Print out each entry below exactly, please.

• **Stored records**
--- start ---

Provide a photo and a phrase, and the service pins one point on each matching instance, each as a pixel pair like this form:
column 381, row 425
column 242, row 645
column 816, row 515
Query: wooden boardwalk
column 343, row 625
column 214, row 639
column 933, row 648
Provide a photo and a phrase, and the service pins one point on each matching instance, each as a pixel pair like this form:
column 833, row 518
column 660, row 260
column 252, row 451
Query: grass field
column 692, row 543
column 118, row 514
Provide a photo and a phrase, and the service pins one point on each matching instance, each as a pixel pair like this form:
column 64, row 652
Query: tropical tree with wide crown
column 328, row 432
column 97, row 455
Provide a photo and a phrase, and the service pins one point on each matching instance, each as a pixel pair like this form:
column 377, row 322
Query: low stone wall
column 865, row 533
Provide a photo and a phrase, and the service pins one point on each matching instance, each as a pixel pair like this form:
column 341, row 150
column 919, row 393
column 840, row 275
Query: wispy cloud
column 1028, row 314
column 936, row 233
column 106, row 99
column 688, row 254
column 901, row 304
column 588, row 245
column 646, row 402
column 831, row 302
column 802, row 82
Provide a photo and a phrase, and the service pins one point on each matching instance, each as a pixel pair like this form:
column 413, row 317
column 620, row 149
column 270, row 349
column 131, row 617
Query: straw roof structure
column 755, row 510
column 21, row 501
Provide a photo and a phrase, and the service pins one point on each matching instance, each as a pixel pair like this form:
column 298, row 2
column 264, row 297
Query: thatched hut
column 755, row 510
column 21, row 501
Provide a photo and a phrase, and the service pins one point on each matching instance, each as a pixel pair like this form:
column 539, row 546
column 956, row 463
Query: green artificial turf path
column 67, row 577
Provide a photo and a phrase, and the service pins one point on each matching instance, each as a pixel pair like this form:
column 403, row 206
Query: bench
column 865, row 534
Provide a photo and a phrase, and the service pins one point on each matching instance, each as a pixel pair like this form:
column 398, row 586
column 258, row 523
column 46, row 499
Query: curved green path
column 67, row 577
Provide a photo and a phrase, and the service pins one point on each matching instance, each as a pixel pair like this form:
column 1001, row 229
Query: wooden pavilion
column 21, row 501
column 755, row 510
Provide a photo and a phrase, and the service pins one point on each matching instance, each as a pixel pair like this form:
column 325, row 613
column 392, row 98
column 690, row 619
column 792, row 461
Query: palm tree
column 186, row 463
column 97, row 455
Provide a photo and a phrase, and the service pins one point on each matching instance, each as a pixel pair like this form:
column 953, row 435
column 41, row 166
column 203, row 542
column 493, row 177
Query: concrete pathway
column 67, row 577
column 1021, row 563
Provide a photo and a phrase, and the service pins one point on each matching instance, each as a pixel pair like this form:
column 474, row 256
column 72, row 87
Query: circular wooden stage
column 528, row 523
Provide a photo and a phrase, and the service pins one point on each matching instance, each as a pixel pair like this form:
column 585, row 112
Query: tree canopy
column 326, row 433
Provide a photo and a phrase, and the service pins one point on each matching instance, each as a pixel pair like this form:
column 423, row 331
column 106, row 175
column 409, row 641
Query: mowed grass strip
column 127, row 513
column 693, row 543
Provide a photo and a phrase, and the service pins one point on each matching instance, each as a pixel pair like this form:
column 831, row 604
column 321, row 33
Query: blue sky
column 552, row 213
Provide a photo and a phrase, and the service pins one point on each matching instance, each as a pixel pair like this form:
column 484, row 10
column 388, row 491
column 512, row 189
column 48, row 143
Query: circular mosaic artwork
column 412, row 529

--- end ---

• **Exercise solution**
Provide a photo and a phrase, and the service pins one point on each matching instance, each as a pixel pair like this form:
column 381, row 425
column 242, row 645
column 816, row 515
Query: wooden boardwalk
column 343, row 625
column 214, row 639
column 933, row 648
Provide a photo and a phrase, and the service pins one point on each matching instance, each as a pixel pair like this form:
column 833, row 518
column 660, row 260
column 252, row 451
Query: grass field
column 692, row 543
column 118, row 514
Provide a photo and a phrase, and the service pins one point on each matching instance, each as a pixel pair like this form:
column 64, row 652
Query: tropical tree with wide crown
column 328, row 432
column 97, row 455
Provide a photo and a phrase, and the service pins one point on each matching instance, each as a pixel pair like this form:
column 377, row 322
Query: low stone wall
column 865, row 533
Provide a photo and a phrase, and the service pins one point on each matching instance, each as a pixel pair like this form:
column 341, row 150
column 919, row 393
column 840, row 275
Query: wispy cloud
column 1028, row 314
column 936, row 233
column 106, row 99
column 688, row 254
column 901, row 304
column 588, row 245
column 646, row 402
column 831, row 302
column 802, row 82
Provide a photo and a phrase, and the service pins one point on each matching instance, each as a pixel pair like this form:
column 413, row 317
column 620, row 149
column 270, row 349
column 131, row 617
Query: straw roof structure
column 755, row 510
column 21, row 501
Provide a photo and a phrase, and the service pins one point on each matching instance, each as a pixel pair like this form:
column 298, row 2
column 264, row 297
Query: thatched hut
column 755, row 510
column 21, row 501
Provide a photo and a phrase, and the service pins one point on each matching instance, each as a pixel pair like this form:
column 539, row 546
column 956, row 463
Query: green artificial turf path
column 67, row 577
Provide a photo and a phrase, and the service pins one point on each matching instance, each as a pixel pair like this form:
column 403, row 206
Query: bench
column 865, row 534
Provide a photo and a phrase, and the service pins one point on each matching instance, each as a pixel pair like this form:
column 398, row 586
column 258, row 523
column 46, row 499
Query: curved green path
column 67, row 577
Provide a photo and a phrase, and the service pins one point on each matching instance, each as a pixel pair like this form:
column 1001, row 229
Query: wooden pavilion
column 21, row 501
column 755, row 510
Provide a photo and a phrase, and the service pins one point on each matching instance, each as a pixel pair like this form:
column 325, row 613
column 392, row 98
column 690, row 619
column 792, row 461
Query: palm tree
column 186, row 463
column 97, row 455
Provide a photo and a phrase, and the service pins one point on each matching instance, each as a pixel pair like this form:
column 953, row 435
column 41, row 166
column 203, row 542
column 493, row 177
Query: concrete pathway
column 67, row 577
column 1021, row 563
Provide a photo and a phrase, and the service pins one point on each matching instance, each as a pixel pair like this form:
column 474, row 256
column 72, row 87
Query: circular wooden stage
column 528, row 523
Provide a photo and a phrase, and the service pins one point on each matching instance, each as a pixel pair like this form:
column 585, row 112
Query: tree canopy
column 326, row 433
Provide a photo and a phrase, and the service pins one point on each matching instance, each as a pixel pair like this form:
column 423, row 331
column 106, row 175
column 409, row 641
Query: mowed grass strip
column 127, row 513
column 693, row 543
Provide a photo and a phrase, and the service pins one point on each matching instance, each as a pixel pair like this form:
column 831, row 604
column 321, row 33
Query: blue sky
column 552, row 213
Provide a photo and a phrase, and the service pins one point on each matching instance, each as a pixel pair like this form:
column 484, row 10
column 388, row 491
column 512, row 189
column 48, row 143
Query: circular mosaic artwork
column 412, row 529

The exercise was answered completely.